Please rewrite the records below with "bounding box" replaced by "rectangular region" everywhere it occurs, keeping everything else the same.

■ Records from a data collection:
=====
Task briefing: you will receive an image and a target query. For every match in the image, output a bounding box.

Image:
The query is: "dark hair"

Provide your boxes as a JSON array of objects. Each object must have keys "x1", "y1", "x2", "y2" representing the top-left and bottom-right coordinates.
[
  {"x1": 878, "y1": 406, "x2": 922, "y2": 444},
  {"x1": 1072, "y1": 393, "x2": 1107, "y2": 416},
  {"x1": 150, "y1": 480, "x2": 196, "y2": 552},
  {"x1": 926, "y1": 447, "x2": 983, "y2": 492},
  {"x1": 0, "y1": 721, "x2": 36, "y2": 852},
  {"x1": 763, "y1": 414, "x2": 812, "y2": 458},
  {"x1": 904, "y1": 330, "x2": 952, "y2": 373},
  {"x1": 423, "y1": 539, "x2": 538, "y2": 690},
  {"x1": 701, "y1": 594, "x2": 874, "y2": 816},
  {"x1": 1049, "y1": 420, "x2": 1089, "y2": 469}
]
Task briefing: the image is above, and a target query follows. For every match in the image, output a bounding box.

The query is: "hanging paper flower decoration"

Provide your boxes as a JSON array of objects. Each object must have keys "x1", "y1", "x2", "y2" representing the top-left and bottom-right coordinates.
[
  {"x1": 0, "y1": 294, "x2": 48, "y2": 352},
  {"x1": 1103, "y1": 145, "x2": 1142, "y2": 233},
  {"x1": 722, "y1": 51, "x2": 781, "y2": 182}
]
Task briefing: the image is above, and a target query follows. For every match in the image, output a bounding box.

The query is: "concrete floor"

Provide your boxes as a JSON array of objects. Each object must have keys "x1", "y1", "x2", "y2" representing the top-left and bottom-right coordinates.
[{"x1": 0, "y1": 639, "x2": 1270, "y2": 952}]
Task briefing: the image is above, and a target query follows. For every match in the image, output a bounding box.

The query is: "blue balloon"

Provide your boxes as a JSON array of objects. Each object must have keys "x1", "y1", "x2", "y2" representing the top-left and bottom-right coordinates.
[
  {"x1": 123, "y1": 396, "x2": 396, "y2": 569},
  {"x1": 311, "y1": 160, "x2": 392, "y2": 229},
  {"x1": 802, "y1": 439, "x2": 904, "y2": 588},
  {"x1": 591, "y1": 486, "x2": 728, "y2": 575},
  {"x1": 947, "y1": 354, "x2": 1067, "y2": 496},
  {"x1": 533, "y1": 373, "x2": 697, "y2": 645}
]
=====
■ FINISHED ANSWER:
Task briefing: you will receive an image and a target query. For every match in the image, output a rectangular region.

Image:
The query is: "dark hair"

Provide your boxes as a JSON array of objects. Each object must have keys "x1", "y1", "x2", "y2" representing the top-left and bottom-right coordinates.
[
  {"x1": 878, "y1": 406, "x2": 922, "y2": 444},
  {"x1": 1072, "y1": 393, "x2": 1107, "y2": 416},
  {"x1": 150, "y1": 480, "x2": 196, "y2": 552},
  {"x1": 926, "y1": 447, "x2": 983, "y2": 492},
  {"x1": 0, "y1": 721, "x2": 36, "y2": 852},
  {"x1": 763, "y1": 414, "x2": 812, "y2": 458},
  {"x1": 904, "y1": 330, "x2": 952, "y2": 373},
  {"x1": 423, "y1": 539, "x2": 538, "y2": 690},
  {"x1": 701, "y1": 594, "x2": 874, "y2": 816},
  {"x1": 1049, "y1": 420, "x2": 1089, "y2": 469}
]
Task briefing: the image is above, and a target query follows. For every match in the image, output a rectangular region.

The query is: "hanging paper flower decoration"

Provide your boxes as a JSON array of objects. Each object must have keys "x1", "y1", "x2", "y2" representing the top-left and bottom-right coordinates.
[
  {"x1": 0, "y1": 294, "x2": 48, "y2": 352},
  {"x1": 1103, "y1": 145, "x2": 1142, "y2": 233},
  {"x1": 722, "y1": 51, "x2": 781, "y2": 182}
]
Task briefing: the image is above, and a target query follows. For every match in the image, output a rectangular region.

The query is: "concrete floor"

Provide your boxes as a JSON array of objects. Each object must have keys "x1", "y1", "x2", "y2" representing the top-left and bottom-right coordinates.
[{"x1": 0, "y1": 639, "x2": 1270, "y2": 952}]
Task briefing: the image is above, and a target query follows. For every match in the image, output a rectangular region.

The query is: "blue balloon"

Provide your boxes as a JSON array of objects. Each object must have keys "x1", "y1", "x2", "y2" representing the top-left and bottom-right coordinates.
[
  {"x1": 123, "y1": 396, "x2": 396, "y2": 569},
  {"x1": 311, "y1": 160, "x2": 392, "y2": 229},
  {"x1": 802, "y1": 439, "x2": 904, "y2": 588},
  {"x1": 591, "y1": 486, "x2": 728, "y2": 575},
  {"x1": 947, "y1": 354, "x2": 1067, "y2": 496},
  {"x1": 533, "y1": 373, "x2": 697, "y2": 645}
]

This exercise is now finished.